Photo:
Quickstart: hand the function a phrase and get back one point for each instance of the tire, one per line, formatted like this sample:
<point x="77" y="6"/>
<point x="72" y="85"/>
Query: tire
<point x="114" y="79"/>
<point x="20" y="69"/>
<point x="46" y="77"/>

● ● ●

Work item
For this exercise, write all the records out again exactly.

Result of this task
Photo:
Quickstart: hand the function a phrase and get back one point for each instance of the tire, one per line, formatted like this sample:
<point x="77" y="6"/>
<point x="72" y="85"/>
Query: tire
<point x="114" y="79"/>
<point x="20" y="69"/>
<point x="46" y="77"/>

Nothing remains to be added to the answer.